» **TASK STATEMENT**:
State how many lines of the material below contain the string "bench", treating uppercase and lowercase letters as distinct. Give only the number.

» **WORKING DATA**:
○ ○ ○ ○ ○

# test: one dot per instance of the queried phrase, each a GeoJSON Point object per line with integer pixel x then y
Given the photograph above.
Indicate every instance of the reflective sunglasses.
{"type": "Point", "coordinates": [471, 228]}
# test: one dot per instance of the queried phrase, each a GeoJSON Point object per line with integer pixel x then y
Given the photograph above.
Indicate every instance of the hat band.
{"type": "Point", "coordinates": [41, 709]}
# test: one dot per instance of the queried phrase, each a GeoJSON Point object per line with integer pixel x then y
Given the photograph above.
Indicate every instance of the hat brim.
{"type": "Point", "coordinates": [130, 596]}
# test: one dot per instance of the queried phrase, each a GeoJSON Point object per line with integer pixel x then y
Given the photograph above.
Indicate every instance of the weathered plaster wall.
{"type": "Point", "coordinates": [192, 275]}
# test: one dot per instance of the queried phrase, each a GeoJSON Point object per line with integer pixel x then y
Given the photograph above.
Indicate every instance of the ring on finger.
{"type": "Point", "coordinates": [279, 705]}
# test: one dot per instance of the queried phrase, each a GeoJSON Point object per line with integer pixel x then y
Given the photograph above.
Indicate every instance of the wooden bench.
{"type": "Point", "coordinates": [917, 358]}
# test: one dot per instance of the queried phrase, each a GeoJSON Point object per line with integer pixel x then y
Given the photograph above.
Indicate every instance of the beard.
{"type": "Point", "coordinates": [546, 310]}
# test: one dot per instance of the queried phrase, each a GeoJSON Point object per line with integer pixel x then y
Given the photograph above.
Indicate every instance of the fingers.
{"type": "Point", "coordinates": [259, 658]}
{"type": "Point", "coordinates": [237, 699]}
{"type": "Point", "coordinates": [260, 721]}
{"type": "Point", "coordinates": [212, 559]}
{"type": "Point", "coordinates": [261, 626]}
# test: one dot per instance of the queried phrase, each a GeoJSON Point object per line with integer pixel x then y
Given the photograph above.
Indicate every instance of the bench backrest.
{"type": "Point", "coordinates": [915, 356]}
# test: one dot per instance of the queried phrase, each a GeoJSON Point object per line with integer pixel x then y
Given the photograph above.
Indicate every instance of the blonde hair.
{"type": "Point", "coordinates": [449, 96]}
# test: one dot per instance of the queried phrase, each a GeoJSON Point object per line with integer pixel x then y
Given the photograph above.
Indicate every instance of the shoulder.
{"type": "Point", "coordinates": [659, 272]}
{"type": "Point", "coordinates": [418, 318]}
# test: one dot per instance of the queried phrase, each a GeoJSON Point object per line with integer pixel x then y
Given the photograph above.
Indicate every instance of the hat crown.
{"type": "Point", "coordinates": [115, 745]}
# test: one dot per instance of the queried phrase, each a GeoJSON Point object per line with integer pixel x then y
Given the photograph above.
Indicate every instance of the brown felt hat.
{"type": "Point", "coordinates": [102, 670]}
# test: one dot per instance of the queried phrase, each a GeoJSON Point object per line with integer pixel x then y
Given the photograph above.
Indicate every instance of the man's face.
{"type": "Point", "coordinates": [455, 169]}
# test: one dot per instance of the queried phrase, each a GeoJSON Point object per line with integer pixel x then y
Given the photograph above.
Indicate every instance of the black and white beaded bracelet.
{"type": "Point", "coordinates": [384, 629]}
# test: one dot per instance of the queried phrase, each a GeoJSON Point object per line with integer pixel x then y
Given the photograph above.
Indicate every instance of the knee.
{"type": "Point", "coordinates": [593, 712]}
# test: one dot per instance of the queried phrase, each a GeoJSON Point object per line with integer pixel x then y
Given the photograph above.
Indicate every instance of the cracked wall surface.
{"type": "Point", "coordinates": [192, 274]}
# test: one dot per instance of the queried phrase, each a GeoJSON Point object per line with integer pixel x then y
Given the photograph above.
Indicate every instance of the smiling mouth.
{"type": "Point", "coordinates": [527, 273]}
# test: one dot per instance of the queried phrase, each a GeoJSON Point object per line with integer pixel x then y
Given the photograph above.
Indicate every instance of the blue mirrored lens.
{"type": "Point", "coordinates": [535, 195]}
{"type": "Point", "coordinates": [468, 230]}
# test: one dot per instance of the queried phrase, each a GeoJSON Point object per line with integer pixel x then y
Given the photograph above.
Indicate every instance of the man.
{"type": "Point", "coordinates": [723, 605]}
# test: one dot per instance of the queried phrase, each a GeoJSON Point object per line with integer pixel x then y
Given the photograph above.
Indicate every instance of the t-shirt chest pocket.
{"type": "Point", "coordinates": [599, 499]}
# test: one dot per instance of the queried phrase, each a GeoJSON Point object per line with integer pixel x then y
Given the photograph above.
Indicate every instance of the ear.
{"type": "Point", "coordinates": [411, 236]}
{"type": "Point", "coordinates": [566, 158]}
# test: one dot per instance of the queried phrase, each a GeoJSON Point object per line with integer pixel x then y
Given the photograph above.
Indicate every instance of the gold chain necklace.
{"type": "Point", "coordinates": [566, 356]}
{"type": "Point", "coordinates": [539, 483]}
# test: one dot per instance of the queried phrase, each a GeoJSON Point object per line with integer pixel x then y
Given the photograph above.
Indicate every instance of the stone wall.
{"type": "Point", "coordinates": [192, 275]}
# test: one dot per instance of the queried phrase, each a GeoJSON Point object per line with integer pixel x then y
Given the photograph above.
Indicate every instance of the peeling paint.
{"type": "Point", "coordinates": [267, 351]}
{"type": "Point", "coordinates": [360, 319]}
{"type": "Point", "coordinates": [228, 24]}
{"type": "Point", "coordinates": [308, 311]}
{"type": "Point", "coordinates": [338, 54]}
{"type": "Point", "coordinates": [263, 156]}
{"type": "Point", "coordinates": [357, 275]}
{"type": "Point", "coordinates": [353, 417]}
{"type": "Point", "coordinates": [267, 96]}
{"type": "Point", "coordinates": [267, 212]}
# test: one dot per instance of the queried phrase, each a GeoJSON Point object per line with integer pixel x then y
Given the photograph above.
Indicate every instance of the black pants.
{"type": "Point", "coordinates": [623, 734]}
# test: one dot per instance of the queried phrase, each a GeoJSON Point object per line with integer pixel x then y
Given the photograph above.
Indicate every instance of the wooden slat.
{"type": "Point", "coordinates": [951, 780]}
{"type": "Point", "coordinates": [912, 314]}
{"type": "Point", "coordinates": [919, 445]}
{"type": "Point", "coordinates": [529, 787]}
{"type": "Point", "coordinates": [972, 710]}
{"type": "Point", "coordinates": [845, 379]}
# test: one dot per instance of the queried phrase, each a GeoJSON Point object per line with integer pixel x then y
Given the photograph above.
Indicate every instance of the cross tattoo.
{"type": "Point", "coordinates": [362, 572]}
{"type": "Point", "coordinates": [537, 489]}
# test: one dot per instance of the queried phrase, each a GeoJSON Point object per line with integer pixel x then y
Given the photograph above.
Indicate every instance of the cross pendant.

○ ○ ○ ○ ○

» **THE OUTPUT**:
2